**WHAT THE EXERCISE ASKS:**
Can you extract, word for word, the part of the reasoning-controllability text between "Compliance vs Sensibility: Reasoning" and "increase compliance by up to 29%.", inclusive?

**READING TEXT:**
****************************************

Compliance vs Sensibility: Reasoning Controllability in LLMs
TL;DR
LLMs learn reasoning patterns (induction, deduction, abduction) so deeply during pre-training that they resist instruction-level override. When you force a model to use an "unnatural" reasoning type for a task, it prefers the task-appropriate pattern over the instruction — and still performs well, because it's using parametric memory, not actually following the instruction. The key finding: reasoning types are linearly encoded in middle-to-late layers, which means mechanistic interventions can increase compliance by up to 29%.
Key findings
- Models consistently favor task-appropriate reasoning over conflicting instructions.
- High performance under "wrong" reasoning type reveals reliance on internalized parametric memory rather than instruction-following.
- This behavior scales with model size — larger models are more likely to override instructions with internally "correct" patterns.
- Reasoning-type conflicts produce detectable drops in confidence scores (useful as a diagnostic signal).
- Reasoning types are linearly encoded in middle-to-late transformer layers.
- Mechanistic intervention on those layers increased instruction-following compliance by up to 29%.
Mechanism
Task: "Using deductive reasoning, classify this sentiment."
Model's internal preference: inductive (pattern-matching from examples)
Observed behavior:
- Model uses inductive reasoning despite instruction
- Output is high-quality (uses parametric memory)

****************************************

**SUPPLIED MATERIAL:**
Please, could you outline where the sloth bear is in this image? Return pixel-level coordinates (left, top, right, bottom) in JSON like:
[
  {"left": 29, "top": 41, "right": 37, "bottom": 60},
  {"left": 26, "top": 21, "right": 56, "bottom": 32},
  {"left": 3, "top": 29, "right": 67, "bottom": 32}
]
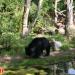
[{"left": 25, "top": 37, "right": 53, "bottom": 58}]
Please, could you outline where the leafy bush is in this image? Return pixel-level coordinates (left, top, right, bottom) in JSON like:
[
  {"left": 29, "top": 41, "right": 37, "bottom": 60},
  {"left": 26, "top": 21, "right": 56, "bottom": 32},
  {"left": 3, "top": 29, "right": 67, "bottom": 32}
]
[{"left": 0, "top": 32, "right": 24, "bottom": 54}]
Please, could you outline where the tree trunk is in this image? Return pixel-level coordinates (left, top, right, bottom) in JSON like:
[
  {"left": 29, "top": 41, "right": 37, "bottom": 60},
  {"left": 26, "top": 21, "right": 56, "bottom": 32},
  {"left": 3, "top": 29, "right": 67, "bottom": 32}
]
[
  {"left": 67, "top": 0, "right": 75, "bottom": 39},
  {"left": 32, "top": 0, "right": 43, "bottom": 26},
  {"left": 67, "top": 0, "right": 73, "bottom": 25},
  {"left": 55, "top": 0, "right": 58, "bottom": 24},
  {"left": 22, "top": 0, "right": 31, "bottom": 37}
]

****************************************

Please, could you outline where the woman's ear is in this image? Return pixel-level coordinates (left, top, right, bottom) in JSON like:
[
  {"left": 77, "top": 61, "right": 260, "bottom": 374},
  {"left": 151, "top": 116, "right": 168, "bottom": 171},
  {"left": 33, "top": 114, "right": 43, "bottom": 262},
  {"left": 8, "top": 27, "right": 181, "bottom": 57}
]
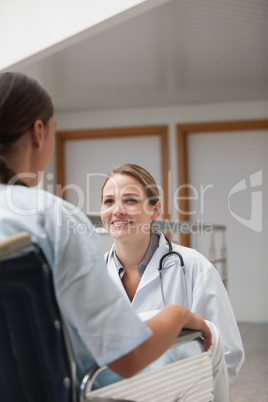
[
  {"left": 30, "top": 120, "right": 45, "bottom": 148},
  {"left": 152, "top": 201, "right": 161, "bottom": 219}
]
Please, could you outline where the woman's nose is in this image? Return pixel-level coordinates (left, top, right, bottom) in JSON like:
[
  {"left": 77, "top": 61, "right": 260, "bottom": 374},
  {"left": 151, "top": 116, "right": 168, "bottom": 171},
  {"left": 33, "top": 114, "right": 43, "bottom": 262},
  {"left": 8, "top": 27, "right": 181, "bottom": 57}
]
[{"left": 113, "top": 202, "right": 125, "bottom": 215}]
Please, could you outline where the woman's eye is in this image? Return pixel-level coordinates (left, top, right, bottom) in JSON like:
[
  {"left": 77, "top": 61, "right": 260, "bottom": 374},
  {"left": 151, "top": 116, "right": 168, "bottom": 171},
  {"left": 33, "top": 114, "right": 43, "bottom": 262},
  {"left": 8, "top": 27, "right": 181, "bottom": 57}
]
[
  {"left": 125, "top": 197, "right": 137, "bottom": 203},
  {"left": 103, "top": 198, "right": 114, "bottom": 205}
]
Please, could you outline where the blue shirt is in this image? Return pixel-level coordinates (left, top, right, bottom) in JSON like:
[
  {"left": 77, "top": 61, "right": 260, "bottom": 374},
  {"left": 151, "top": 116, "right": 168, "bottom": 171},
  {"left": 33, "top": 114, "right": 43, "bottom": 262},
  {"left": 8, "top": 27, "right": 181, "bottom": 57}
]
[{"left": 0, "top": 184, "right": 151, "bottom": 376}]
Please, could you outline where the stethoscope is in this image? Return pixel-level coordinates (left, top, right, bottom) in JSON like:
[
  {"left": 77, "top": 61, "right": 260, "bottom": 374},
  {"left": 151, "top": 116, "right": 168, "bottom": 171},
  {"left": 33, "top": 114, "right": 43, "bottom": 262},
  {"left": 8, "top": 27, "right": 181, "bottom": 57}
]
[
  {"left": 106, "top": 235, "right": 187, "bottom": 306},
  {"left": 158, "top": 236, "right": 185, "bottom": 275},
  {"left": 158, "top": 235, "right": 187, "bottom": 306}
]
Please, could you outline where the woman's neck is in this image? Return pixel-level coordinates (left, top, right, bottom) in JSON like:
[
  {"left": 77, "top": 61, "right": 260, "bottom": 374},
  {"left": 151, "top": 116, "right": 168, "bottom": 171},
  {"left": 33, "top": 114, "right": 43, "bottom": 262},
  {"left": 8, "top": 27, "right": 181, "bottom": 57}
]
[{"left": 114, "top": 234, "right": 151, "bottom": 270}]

****************************************

**OUTPUT:**
Compliance vs Sensibility: Reasoning Controllability in LLMs
TL;DR
LLMs learn reasoning patterns (induction, deduction, abduction) so deeply during pre-training that they resist instruction-level override. When you force a model to use an "unnatural" reasoning type for a task, it prefers the task-appropriate pattern over the instruction — and still performs well, because it's using parametric memory, not actually following the instruction. The key finding: reasoning types are linearly encoded in middle-to-late layers, which means mechanistic interventions can increase compliance by up to 29%.